Begin Excerpted records

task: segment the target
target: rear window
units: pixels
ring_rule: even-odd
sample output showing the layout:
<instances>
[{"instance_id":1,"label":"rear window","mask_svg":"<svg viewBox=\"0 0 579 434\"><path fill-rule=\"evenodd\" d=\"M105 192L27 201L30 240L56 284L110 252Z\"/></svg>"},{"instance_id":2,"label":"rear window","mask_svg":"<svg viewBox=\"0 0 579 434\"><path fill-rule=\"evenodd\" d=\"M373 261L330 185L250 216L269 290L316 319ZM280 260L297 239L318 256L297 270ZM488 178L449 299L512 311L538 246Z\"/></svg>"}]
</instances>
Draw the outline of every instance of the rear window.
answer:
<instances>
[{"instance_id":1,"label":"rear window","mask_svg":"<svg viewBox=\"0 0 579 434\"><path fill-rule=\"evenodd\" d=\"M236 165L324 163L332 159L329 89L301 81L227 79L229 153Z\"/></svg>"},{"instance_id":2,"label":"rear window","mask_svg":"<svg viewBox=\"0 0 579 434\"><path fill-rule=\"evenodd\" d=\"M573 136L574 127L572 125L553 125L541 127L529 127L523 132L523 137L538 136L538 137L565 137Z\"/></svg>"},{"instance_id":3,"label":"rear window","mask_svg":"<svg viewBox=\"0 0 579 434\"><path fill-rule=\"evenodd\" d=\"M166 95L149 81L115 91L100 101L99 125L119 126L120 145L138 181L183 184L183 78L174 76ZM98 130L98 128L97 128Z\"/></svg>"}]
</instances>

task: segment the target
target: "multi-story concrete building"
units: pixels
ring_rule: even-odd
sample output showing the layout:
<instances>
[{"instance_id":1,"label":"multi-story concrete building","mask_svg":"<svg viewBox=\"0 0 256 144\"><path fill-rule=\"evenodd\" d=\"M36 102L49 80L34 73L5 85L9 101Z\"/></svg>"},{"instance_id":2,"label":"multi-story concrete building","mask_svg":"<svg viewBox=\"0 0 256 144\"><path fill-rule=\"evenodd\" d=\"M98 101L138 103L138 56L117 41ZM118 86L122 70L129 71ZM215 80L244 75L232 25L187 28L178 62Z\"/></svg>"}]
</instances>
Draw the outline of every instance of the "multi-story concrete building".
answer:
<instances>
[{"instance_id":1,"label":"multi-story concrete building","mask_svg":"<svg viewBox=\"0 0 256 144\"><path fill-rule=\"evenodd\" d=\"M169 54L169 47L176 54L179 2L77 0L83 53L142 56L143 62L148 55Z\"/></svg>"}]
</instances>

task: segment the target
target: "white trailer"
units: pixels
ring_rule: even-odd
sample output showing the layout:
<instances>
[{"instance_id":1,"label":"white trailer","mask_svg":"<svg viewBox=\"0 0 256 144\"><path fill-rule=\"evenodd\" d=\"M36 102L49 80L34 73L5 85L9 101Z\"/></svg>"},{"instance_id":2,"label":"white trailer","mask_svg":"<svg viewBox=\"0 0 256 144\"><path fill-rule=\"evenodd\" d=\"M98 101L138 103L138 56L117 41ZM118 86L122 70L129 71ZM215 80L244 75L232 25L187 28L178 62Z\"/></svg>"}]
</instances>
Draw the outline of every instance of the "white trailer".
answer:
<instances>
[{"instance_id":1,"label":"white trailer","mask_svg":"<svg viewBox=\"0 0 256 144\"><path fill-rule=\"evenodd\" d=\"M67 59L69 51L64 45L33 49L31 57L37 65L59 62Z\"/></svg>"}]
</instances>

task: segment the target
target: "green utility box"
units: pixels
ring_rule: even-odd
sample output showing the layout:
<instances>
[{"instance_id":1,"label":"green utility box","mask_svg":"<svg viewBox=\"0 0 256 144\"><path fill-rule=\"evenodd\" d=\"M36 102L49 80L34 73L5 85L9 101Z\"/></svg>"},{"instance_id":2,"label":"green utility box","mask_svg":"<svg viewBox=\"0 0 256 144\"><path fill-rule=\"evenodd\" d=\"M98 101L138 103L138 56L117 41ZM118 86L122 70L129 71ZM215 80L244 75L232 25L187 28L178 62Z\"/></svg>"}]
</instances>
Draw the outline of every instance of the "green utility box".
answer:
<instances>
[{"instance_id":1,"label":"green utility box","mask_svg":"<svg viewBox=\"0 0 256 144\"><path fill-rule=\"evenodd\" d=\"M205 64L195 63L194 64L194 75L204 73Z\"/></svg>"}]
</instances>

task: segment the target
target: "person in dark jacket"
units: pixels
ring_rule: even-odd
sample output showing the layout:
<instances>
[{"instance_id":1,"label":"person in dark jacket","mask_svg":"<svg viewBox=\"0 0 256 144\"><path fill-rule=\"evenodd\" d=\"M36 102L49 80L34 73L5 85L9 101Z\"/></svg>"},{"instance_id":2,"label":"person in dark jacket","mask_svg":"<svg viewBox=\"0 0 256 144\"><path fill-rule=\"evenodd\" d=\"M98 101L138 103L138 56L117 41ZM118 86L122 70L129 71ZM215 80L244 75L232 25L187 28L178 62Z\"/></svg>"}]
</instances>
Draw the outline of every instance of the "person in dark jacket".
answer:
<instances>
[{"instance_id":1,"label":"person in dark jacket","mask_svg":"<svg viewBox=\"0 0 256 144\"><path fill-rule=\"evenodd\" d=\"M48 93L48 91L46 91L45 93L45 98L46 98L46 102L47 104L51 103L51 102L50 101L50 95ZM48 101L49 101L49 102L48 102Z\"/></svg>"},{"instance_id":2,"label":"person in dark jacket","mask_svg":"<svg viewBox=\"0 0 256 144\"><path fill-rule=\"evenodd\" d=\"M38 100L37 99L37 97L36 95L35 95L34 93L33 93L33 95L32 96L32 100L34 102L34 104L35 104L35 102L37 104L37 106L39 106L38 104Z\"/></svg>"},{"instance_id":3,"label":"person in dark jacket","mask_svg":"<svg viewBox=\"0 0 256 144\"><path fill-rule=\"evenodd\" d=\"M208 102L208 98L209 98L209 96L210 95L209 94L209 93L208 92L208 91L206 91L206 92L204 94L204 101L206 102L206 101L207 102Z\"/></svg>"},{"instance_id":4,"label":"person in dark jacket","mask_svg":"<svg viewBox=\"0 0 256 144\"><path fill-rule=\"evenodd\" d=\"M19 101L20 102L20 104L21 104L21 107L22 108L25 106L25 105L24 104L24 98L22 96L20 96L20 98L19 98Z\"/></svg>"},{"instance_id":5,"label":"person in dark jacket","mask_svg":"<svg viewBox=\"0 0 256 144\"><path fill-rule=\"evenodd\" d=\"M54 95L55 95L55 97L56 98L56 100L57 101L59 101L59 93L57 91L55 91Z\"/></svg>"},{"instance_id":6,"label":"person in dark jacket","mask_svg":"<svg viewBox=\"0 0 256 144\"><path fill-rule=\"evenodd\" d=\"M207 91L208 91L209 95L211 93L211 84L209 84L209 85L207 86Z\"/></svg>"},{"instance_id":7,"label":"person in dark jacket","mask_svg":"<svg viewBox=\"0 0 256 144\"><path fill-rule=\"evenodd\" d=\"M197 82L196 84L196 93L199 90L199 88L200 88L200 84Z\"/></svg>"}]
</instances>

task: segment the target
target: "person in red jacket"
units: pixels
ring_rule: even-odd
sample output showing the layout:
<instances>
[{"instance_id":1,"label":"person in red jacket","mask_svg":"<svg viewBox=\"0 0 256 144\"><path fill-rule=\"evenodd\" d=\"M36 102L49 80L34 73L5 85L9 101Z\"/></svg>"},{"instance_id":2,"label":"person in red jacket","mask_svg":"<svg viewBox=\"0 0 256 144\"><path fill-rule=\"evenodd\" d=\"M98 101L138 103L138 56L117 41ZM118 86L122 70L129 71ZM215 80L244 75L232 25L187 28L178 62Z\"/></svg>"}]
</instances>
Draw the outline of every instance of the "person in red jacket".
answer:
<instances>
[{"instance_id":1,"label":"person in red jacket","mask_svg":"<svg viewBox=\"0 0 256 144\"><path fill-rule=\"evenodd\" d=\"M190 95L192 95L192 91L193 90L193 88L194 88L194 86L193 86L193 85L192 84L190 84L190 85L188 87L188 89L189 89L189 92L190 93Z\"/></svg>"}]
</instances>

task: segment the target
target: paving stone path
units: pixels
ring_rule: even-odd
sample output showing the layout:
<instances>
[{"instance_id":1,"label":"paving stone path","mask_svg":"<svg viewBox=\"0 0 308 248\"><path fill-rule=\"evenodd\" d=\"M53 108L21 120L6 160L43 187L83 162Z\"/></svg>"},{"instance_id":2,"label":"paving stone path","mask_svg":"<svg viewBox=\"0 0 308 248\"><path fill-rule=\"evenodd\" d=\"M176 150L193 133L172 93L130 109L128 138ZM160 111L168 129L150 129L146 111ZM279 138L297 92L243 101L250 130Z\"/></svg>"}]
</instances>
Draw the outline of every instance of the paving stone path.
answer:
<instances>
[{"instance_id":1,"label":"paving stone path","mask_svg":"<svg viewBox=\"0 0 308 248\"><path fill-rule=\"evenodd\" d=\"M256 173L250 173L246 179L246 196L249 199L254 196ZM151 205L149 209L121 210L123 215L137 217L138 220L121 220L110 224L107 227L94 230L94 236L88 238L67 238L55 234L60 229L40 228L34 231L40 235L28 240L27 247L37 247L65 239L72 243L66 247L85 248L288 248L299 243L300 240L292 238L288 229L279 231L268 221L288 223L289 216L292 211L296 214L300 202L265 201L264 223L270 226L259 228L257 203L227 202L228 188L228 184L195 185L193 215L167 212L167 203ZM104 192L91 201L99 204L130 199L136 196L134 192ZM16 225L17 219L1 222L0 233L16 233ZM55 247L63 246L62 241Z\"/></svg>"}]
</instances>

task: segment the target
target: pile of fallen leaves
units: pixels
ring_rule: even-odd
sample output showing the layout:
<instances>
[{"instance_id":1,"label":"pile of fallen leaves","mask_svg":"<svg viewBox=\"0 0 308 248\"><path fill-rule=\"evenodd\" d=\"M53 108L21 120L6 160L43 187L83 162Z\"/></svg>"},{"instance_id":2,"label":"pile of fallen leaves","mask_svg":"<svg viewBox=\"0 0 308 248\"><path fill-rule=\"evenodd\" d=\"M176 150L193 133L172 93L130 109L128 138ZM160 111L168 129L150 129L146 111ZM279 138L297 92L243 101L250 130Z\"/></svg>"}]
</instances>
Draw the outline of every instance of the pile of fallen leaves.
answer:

End Excerpted records

:: Aim of the exercise ::
Gather every line of the records above that contains the string "outline", matching case exactly.

:: The completed task ::
Draw the outline of every instance of the rear window.
Draw the outline of every instance of the "multi-story concrete building".
Draw the outline of every instance of the "white trailer".
Draw the outline of every instance of the "green utility box".
Draw the outline of every instance of the "person in dark jacket".
Draw the outline of every instance of the "person in red jacket".
Draw the outline of every instance of the paving stone path.
Draw the outline of every instance of the pile of fallen leaves.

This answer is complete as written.